# [Aim of the exercise]
Write the records out again exactly, leaving no images in.
+++ Record extracts +++
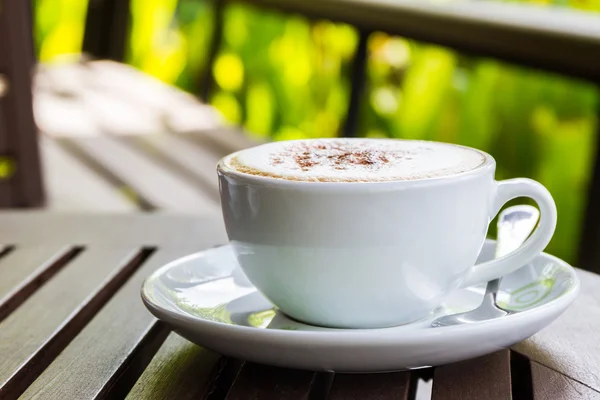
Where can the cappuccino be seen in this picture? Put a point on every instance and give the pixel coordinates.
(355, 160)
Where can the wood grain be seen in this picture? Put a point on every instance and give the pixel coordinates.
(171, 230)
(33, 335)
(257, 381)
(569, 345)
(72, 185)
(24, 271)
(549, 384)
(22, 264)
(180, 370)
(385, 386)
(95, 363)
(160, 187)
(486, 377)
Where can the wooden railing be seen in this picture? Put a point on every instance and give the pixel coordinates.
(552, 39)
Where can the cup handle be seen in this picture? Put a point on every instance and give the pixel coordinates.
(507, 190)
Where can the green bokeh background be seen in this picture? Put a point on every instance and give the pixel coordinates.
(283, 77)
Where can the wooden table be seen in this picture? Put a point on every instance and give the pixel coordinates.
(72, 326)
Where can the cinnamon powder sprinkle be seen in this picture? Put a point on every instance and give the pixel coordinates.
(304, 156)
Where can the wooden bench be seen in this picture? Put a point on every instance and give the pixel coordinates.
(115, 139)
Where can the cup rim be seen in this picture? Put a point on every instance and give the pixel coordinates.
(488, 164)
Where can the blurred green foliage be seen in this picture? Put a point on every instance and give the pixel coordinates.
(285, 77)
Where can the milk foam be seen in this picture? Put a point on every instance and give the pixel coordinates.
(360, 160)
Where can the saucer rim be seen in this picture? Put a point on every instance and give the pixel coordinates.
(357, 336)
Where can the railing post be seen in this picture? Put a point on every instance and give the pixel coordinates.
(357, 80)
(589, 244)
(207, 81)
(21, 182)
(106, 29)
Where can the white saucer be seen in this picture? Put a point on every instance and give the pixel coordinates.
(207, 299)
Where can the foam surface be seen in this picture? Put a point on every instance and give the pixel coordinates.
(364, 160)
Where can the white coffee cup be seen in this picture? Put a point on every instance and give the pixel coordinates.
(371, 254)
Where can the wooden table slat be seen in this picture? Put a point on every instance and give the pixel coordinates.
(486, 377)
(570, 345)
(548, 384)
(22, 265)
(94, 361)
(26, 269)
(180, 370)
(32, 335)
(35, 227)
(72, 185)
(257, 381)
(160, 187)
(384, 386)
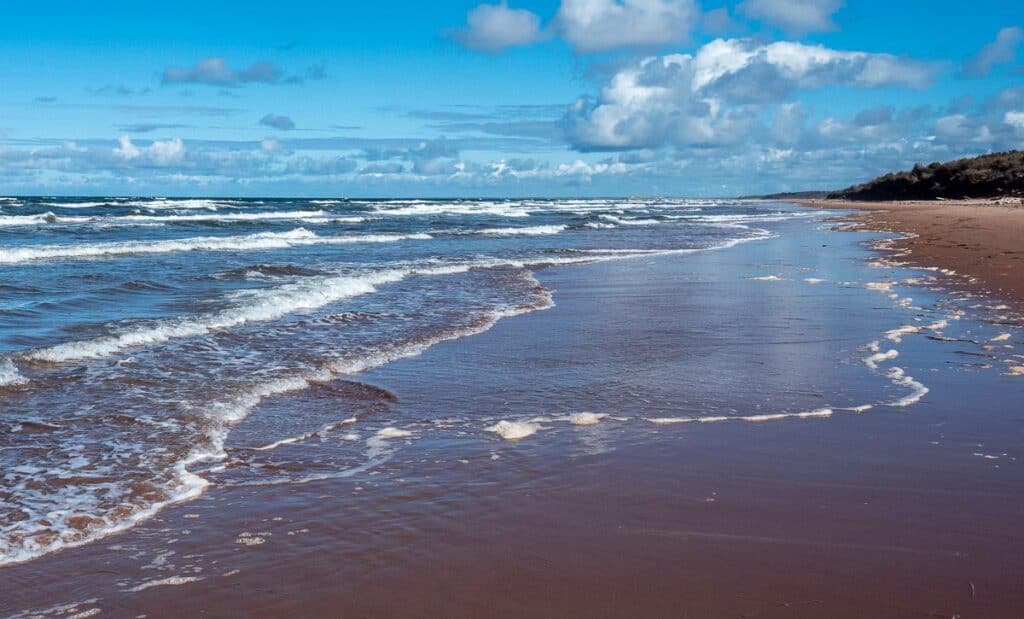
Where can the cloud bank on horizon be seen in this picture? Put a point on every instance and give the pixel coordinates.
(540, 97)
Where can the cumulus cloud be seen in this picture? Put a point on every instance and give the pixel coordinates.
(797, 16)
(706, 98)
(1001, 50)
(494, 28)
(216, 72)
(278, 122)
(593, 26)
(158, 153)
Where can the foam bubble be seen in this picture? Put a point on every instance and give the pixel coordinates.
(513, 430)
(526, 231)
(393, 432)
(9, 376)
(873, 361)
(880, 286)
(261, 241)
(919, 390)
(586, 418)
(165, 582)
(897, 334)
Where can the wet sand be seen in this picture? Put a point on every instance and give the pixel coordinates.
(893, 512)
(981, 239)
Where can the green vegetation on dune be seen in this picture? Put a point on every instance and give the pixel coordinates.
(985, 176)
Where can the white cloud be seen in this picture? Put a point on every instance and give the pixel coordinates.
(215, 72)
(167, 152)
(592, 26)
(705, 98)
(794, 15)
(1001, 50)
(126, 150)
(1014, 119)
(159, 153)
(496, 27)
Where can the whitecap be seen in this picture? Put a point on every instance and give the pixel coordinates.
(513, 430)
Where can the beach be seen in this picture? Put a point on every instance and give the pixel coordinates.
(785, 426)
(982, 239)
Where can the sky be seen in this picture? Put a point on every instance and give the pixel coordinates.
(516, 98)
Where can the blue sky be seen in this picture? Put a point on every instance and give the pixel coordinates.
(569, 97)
+++
# [Output below]
Where can the cappuccino be seen in this picture? Put a point on every instance and give the pixel coordinates.
(355, 160)
Where can the wood grain be seen in this picture? Put a point on every instance and give the pixel coordinates.
(171, 230)
(33, 335)
(257, 381)
(569, 345)
(72, 185)
(24, 271)
(549, 384)
(22, 264)
(180, 370)
(385, 386)
(95, 363)
(160, 187)
(486, 377)
Where can the wooden railing be seen in this picture? Put a point on every instance and give the pixel coordinates.
(552, 39)
Where can the cup handle be seen in this picture? Put a point on every instance and give the pixel coordinates.
(507, 190)
Where can the green bokeh background be seen in this picture? Put a point on every instance and give the pixel coordinates.
(283, 77)
Where can the wooden table be seen in this picture? Put a point on every instance and give the pixel coordinates.
(72, 326)
Where can the cinnamon powder sprinkle be seen in this picture? Put a point on every instance and give the pixel coordinates.
(304, 156)
Where can the wooden bench be seen in this picture? Put a point on every instance and give the pixel coordinates.
(115, 139)
Where can the cup rim be seen in this picture? Put a point on every instance and give the pixel coordinates.
(488, 164)
Where can the blurred green foliage be seen in this picture? Put a point on every instance and give the pixel coordinates.
(285, 77)
Where can the milk foam be seen in this picture? Put a point on every instance and give the pixel coordinates.
(360, 160)
Where can the saucer rim be seen in this picture? Put a point on every instance and give the pixel coordinates.
(357, 336)
Where can the railing post be seen in this picture? Put a point on every instance and give the pixel coordinates.
(357, 80)
(589, 244)
(207, 81)
(21, 182)
(106, 29)
Where can the white saucer be seen in this picture? Put a point on every instance and give the pixel coordinates.
(207, 299)
Where can the foam surface be seen in this picture? Put a point on every instance and give the pixel coordinates.
(364, 160)
Where can the white coffee cup be seen in this picture? Put a point on every instance and give the pixel coordinates.
(371, 254)
Where can the wooden table slat be seen in this picture? Put a point on every instance and give the pixel coordinates.
(486, 377)
(570, 345)
(548, 384)
(22, 265)
(94, 361)
(26, 269)
(180, 370)
(32, 335)
(35, 227)
(72, 185)
(257, 381)
(160, 187)
(384, 386)
Where can the cloud bank on horizon be seen in this picture? Put a point on every instance and give the pixel coordinates.
(540, 97)
Where can the cumulus cloud be seen in this picture? Put a point on every instance and give the pixel coordinates.
(797, 16)
(706, 98)
(1001, 50)
(494, 28)
(216, 72)
(278, 122)
(593, 26)
(158, 153)
Where can the foam bubble be seen in this picture? Put a point on every instance and give the pixel coordinates.
(513, 430)
(526, 231)
(393, 432)
(9, 376)
(873, 361)
(880, 286)
(261, 241)
(919, 390)
(586, 418)
(165, 582)
(897, 334)
Where can the wet sand be seen in this picture? Put a point on every instance and give the pixel coordinates.
(893, 512)
(981, 239)
Where can the green vegetation on dune be seen in this picture? Put a point on every instance and give the pixel coordinates.
(985, 176)
Where can the white cloud be seen in this picture? Put a point on every instance and give the pixel coordinates.
(215, 72)
(167, 152)
(592, 26)
(705, 98)
(794, 15)
(1001, 50)
(126, 150)
(1014, 119)
(159, 153)
(496, 27)
Where can the whitecap be seen in this picture? Put a point on every instance and give the pixel coordinates.
(513, 430)
Where can the beach be seen in this picture? Put a point on every instance and give the pixel coordinates.
(785, 426)
(982, 239)
Where can the sky be seen in this picture? Put a point on every instance and give the pixel coordinates.
(516, 98)
Where can the blue sky be seen in this picture? Put a point on every instance and give the pixel coordinates.
(569, 97)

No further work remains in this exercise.